## Task directions
Update the part that opens with the line containing "on the door" and runs through the end of the items, changing "drop a dot" to "put a dot" and keeping everything else the same. Write out that part in full.

## Image point annotation items
========
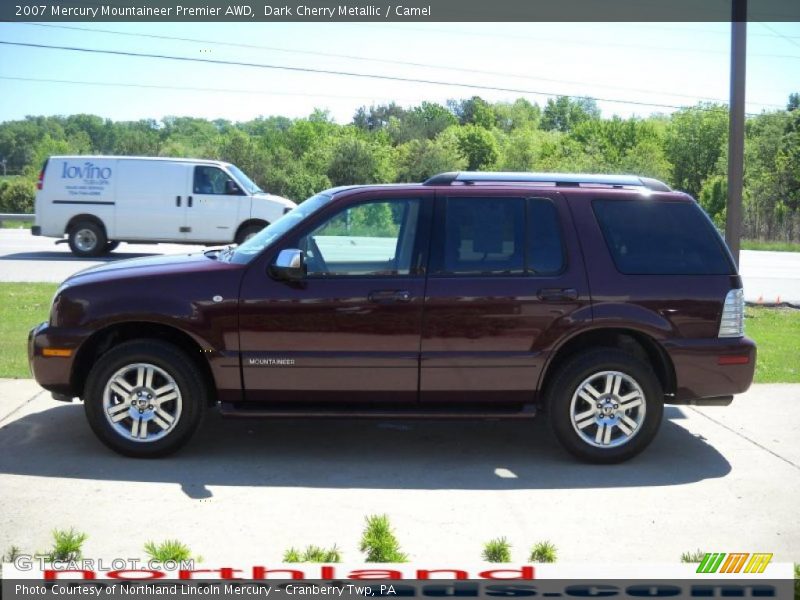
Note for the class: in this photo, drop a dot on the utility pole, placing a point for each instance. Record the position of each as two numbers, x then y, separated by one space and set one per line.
733 222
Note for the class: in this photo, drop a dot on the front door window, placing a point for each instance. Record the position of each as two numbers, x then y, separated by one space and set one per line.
367 239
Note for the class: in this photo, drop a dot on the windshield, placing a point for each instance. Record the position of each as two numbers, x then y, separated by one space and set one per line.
245 252
249 186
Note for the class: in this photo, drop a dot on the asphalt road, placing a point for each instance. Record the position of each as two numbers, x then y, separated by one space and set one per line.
769 277
242 492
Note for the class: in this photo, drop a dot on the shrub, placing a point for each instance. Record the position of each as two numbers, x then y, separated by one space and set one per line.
168 550
379 543
313 554
543 552
497 550
67 545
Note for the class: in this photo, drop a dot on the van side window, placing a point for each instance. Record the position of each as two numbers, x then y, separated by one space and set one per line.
211 180
484 236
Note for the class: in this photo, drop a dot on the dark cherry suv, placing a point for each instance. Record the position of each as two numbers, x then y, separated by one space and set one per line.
595 299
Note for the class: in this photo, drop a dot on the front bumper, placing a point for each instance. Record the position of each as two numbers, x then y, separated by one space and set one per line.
53 373
708 371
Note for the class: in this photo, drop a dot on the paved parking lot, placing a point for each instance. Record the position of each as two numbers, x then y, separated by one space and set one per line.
243 491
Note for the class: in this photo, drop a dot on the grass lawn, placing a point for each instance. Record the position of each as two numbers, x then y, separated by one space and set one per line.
777 333
23 305
774 246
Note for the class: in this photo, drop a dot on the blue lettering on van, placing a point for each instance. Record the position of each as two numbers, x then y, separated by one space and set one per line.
87 171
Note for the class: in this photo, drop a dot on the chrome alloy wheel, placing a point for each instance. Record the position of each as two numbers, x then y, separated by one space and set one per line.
607 409
85 240
142 402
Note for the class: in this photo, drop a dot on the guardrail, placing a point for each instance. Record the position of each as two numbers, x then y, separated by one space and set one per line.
13 217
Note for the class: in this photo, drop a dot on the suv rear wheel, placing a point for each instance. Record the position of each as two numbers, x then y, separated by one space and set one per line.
145 398
605 405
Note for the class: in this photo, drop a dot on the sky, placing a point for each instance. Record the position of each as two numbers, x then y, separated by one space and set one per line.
619 63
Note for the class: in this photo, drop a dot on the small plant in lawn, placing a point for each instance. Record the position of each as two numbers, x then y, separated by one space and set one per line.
168 550
11 554
379 543
543 552
696 556
497 550
313 554
67 545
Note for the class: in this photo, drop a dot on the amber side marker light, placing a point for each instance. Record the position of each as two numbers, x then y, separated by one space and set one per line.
62 352
733 360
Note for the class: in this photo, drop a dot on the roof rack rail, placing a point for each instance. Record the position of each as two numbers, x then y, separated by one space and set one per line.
557 179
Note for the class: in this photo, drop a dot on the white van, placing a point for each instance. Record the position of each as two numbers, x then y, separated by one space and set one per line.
99 201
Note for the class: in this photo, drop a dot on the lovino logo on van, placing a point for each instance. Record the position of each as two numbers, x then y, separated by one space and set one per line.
87 171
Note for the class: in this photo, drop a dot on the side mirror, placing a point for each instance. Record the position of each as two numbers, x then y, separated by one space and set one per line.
289 266
231 189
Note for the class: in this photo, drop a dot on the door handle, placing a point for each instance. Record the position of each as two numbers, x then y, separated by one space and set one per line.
557 294
389 296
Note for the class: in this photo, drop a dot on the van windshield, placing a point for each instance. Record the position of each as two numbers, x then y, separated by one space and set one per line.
245 252
249 186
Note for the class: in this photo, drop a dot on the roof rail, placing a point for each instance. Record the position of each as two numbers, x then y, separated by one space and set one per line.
557 179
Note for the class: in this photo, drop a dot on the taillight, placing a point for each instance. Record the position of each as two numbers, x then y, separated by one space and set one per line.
732 322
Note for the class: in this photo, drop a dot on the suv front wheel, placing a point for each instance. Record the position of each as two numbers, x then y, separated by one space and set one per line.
605 405
145 398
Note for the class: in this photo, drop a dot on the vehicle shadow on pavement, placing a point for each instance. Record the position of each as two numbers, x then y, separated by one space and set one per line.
491 455
68 257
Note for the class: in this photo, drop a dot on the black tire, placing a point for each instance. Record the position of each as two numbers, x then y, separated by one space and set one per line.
569 380
192 398
87 239
248 231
========
## Finished answer
Note for the class: in this photo, put a dot on the door handle, placing a point for each instance. Record the position of each as two numbers, x then y, separated by one space and set one per line.
557 294
389 296
Note for the class: in this photo, put a dot on the van windshield, placing a point for each instance. Record the position of each as two numbers, x then y, separated by one space and set one per line.
245 252
249 186
Note for the class: in this photo, put a dot on the roof rail, placing a point for each instance. Record the position of each as two numbers, x then y, separated by one space and set one per line.
557 179
Note for the class: in this photo, put a dot on the taillight, placing a point for each instance. Record the position of each as two numbers, x then y, separated by one space and set one per line.
732 322
Note for the class: in this photo, put a dot on the suv front wheel, placing a point for each instance. Record the position of each as two numbers, x then y, separated by one space and set one per line.
605 405
145 398
Note for the class: in this photo, put a dot on the vehicle shadow on pavement, placing a point for each instance. Record the position of each as two numbers, x then y, separated by one space and set one per line.
491 455
68 257
Note for the class: in this photo, put a dot on the black tire, placing a point for each instance. Record the position of each as two numbers, x then y, separated by one space and set one per line.
569 380
192 398
87 239
248 231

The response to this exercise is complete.